DOCUMENT PASSAGE:
• • • •

Table 1 shows the mean level of Cu was significantly raised in schizophrenia groups compared with controls (p<0.01). The raise in copper level is statistically more significant in patients with positive symptoms (p<0.01). The mean levels of zinc and selenium were significantly lower in schizophrenia groups compared with controls (p<0.01) and there was no significant difference was found among schizophrenia patients with different symptoms. There was also significantly decreased mean levels of iron in study groups when compared with the controls (p<0.01).
The mean level of calcium was raised very little, which is statistically not significant in schizophrenia groups compared with controls. But schizophrenia patients with cognitive symptoms were showing profound decrease in the calcium status (p<0.01). Also there was no significant increase in the levels of magnesium in schizophrenia patients with positive symptoms and control groups. But, there was statistically comparable increase in the levels of Mg was found in patients with negative and cognitive symptoms when compared to that of control and patients with positive symptoms (p<0.001).
Discussion
Imbalances in the optimum levels of trace elements may adversely affect biological processes, and are associated with many diseases. In this study, levels of plasma zinc was significantly low in schizophrenia patients with different symptoms .Two main changes might be considered in the tissues with decreased plasma zinc level (20,21). (1) Cell membrane damage. (Shortage of Zn lowers the stability and integrity of the cell membrane, leading to release of enzymes from lysosome and histamine from mastocytes. The ability of the membrane to resist free radicals is impaired). (2) Cu-Zn SOD structure changes. (Lower Zn damages the structure and affects the activity of Cu-Zn SOD, consequently reduces the ability of Cu-Zn SOD to scavenge free radicals.). When the content of Zn decrease Cu-Zn SOD activity also diminishes and free radicals cause increased tissue injury.
Another finding which confirms low zinc in schizophrenics were come from the study of Pfeiffer, 2007 (22) who stated that pyrrole is a chemical substance that is involved in the formation of heme, which makes blood red. Pyrroles bind with B6 and then with zinc, thus depleting these nutrients. Abnormal production of pyrroles and their appearance in the urine of psychotics was first noticed in 1958 during LSD experimentation. Approximately 15-30% of “schizophrenics” have pyroluria. (At least 10% of these also have histamine problems.) Symptoms include (mental phenomena) include delusions, hallucinations, paranoia, and occasional loss of contact with reality, amnesia spells, and low stress tolerance.
The findings of the present study indicates that the schizophrenia subjects had significantly high plasma copper values than the controls; which is consistent with the hypothesis that there is increased central activity of copper-dependent enzymes in schizophrenia. These enzymes, tyrosine hydroxylase and dopamine-f3-hydroxylase, are involved in the synthesis and catabolism of dopamine (23).
One of the most favored theories on the etiology of schizophrenia is concerned with the role of dopamine. It is known that the majority of drugs effective in treating schizophrenia blocks the receptors at which dopamine acts. At least two enzymes involved in dopaminergic regulation are copper-dependent-dopamine- f3-hydroxylase (DBH), which converts dopamine to nor epinephrine, and tyrosine hydroxylase, which catalyzes the hydroxylation of tyrosine to produce dopa. Copper deficiency may be associated with reduced activity of these enzymes and cupper overload is concerned with the increased activity of these enzymes. The results of the present study support this theory because schizophrenia patients with positive symptomology can usually have increased dopamine production. A number of studies (24, 25) have demonstrated raised serum copper in schizophrenia and Abul Hasnet et al (2007) (26) also demonstrated the raised cupper level in schizophrenia patients with somatization disorders. To determine whether abnormality in copper metabolism is central in schizophrenia, Greiner and associates (1975) (27) looked at the copper content in the brains of individuals with this disease. In a postmortem study on 12 subjects, they showed that there was no difference in the amount of copper in the brains of schizophrenic, brain-damaged, and normal subjects.

• • • •

(Records from a collection of data)
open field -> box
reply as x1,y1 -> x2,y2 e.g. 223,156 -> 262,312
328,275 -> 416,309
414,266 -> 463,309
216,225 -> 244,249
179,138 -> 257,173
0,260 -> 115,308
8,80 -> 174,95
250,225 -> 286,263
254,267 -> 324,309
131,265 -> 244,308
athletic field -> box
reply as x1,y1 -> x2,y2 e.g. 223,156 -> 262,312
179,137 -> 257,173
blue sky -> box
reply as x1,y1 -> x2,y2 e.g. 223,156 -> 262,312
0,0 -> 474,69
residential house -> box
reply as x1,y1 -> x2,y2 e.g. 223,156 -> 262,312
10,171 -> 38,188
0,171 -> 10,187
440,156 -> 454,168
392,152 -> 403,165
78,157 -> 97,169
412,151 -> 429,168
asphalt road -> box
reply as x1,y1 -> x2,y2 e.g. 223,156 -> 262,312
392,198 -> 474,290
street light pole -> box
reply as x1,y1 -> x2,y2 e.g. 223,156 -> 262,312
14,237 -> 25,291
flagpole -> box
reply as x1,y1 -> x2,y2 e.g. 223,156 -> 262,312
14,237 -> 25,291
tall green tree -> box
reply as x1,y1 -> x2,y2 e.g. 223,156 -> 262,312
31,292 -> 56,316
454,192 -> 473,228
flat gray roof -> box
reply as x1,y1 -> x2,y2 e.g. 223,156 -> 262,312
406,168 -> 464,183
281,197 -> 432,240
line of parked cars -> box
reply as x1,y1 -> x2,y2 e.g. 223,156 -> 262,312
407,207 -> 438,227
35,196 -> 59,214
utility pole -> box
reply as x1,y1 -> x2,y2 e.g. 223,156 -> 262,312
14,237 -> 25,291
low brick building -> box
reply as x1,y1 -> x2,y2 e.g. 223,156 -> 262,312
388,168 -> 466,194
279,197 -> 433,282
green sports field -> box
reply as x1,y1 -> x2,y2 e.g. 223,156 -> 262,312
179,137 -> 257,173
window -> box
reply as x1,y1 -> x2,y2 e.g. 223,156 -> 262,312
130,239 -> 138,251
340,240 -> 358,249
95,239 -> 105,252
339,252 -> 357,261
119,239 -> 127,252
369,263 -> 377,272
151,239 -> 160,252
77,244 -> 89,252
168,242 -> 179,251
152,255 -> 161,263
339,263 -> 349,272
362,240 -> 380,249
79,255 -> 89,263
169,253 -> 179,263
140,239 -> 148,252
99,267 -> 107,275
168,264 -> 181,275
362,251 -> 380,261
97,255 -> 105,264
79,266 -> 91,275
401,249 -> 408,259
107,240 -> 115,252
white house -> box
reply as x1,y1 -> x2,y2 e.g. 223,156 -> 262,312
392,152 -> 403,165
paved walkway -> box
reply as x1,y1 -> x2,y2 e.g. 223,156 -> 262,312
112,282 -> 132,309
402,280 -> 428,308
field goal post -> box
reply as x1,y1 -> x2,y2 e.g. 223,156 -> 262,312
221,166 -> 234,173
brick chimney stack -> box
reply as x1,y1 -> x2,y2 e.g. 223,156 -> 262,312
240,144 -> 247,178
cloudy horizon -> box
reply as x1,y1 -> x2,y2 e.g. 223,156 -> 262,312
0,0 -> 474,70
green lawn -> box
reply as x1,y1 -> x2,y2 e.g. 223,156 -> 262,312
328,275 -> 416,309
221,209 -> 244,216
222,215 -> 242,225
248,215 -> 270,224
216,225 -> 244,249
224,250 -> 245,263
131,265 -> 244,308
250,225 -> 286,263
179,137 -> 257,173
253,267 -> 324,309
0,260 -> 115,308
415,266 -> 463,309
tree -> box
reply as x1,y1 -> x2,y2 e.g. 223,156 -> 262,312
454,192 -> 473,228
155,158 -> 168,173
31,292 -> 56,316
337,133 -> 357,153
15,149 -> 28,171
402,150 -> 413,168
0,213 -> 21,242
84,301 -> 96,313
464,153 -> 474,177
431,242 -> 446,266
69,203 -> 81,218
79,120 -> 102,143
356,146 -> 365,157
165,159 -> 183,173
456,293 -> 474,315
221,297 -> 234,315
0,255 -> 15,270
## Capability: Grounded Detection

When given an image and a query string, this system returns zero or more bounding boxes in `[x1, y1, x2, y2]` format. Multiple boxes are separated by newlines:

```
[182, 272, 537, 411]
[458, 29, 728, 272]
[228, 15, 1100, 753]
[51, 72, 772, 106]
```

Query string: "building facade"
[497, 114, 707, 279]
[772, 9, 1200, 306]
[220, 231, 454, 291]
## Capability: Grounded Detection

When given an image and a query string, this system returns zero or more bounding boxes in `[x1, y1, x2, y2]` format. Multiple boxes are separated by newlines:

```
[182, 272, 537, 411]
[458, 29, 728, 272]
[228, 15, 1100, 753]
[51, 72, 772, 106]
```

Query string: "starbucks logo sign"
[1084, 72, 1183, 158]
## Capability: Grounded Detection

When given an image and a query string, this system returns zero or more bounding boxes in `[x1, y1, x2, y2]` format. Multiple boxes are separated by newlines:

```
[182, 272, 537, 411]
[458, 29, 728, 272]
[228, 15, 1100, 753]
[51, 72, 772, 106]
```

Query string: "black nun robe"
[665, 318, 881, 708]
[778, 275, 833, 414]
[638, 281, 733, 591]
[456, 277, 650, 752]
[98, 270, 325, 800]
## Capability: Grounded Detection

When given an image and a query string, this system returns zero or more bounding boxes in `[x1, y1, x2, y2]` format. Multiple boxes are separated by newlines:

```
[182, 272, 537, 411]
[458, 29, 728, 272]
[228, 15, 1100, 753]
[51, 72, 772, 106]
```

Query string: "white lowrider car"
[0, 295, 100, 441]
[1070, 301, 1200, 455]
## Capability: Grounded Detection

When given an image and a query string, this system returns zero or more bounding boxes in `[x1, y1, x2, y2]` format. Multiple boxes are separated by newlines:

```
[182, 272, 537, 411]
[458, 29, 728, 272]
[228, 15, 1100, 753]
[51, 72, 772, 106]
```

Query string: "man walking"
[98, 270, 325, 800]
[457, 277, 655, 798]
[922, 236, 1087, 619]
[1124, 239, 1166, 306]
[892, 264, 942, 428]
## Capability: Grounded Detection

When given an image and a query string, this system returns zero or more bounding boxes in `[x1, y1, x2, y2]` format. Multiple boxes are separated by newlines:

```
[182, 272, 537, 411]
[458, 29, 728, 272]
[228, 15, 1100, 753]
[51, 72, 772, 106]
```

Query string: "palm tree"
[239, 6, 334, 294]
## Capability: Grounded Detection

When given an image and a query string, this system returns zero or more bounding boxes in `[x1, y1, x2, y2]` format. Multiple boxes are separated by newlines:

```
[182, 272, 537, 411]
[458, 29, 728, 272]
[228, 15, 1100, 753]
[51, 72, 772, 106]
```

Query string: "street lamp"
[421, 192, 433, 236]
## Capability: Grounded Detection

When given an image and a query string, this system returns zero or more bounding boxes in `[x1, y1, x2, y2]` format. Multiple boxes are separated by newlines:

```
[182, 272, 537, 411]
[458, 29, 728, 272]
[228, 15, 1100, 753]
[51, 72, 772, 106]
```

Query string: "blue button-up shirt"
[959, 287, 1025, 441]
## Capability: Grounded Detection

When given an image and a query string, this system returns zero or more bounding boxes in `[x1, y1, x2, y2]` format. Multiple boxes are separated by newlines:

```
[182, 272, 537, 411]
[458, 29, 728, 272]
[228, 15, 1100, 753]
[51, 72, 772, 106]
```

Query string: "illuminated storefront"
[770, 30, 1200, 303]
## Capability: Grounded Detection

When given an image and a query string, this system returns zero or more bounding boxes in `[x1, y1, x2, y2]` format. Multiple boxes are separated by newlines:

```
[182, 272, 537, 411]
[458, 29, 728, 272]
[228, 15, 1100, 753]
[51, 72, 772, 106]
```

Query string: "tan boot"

• • • •

Please retype the part of the passage on trace elements in schizophrenia that opens with the words containing "Table 1 shows" and closes with "the controls (p<0.01).". The records stand apart from the text and have no connection to it.

EXERCISE ANSWER:
Table 1 shows the mean level of Cu was significantly raised in schizophrenia groups compared with controls (p<0.01). The raise in copper level is statistically more significant in patients with positive symptoms (p<0.01). The mean levels of zinc and selenium were significantly lower in schizophrenia groups compared with controls (p<0.01) and there was no significant difference was found among schizophrenia patients with different symptoms. There was also significantly decreased mean levels of iron in study groups when compared with the controls (p<0.01).